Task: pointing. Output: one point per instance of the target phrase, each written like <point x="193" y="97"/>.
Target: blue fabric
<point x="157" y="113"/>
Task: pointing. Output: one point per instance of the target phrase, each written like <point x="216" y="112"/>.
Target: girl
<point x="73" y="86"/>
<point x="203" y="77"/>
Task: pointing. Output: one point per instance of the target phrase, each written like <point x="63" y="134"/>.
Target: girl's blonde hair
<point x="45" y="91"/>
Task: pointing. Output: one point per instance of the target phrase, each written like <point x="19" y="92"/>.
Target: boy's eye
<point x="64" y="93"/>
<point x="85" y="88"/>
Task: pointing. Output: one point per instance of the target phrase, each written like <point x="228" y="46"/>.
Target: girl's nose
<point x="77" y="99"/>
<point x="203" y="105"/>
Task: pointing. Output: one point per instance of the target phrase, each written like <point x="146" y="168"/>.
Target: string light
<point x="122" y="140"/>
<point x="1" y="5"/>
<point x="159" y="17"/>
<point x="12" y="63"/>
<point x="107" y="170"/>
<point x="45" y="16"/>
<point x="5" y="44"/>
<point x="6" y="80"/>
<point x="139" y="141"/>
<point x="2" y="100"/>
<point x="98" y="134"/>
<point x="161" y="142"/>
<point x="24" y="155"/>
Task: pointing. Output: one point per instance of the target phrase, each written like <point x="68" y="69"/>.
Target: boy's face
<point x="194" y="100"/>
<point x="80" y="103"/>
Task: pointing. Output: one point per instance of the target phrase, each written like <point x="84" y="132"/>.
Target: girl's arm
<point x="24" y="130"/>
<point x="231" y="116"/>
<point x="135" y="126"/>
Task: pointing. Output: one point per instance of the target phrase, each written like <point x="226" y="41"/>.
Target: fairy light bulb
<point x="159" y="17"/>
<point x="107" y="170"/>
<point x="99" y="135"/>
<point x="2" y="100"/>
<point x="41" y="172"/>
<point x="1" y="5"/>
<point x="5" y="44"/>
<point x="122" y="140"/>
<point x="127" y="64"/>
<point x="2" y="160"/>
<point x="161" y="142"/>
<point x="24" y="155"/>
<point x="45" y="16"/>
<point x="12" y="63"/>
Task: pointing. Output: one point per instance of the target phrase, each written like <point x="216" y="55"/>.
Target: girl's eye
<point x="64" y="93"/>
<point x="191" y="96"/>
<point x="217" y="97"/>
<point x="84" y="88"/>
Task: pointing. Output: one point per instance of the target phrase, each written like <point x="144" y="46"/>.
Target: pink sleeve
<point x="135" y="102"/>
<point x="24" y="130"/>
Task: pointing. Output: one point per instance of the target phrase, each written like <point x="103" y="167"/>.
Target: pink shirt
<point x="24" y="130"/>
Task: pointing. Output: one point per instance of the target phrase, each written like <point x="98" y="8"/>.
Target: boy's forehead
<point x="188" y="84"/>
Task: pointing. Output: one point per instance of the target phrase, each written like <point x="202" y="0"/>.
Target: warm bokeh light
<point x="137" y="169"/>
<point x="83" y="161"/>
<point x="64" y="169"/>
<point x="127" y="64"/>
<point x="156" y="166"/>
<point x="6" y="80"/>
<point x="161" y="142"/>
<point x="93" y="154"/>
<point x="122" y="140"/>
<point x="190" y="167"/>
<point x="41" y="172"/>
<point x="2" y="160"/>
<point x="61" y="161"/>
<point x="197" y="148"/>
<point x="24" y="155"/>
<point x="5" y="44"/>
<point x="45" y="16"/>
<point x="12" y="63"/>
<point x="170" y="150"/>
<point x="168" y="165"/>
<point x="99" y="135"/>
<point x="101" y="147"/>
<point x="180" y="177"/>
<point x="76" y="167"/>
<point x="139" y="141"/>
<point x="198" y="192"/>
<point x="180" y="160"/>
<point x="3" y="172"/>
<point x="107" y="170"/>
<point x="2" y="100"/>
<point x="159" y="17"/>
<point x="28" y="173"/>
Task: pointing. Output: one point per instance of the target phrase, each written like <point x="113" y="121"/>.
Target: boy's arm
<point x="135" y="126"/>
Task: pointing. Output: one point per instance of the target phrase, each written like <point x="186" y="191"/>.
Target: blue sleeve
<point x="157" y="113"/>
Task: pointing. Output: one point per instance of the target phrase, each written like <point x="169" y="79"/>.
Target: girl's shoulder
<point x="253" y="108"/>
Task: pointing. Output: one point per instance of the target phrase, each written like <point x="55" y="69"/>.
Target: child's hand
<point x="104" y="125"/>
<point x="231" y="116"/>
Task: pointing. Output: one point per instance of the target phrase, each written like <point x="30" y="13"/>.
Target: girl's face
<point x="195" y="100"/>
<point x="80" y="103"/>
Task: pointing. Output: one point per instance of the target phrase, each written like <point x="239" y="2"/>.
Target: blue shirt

* * * * *

## Task statement
Select every line in the records above that contains the word "pink", treating uppercase and lowercase as distinct.

## Exercise answer
Target: pink sleeve
Target: pink shirt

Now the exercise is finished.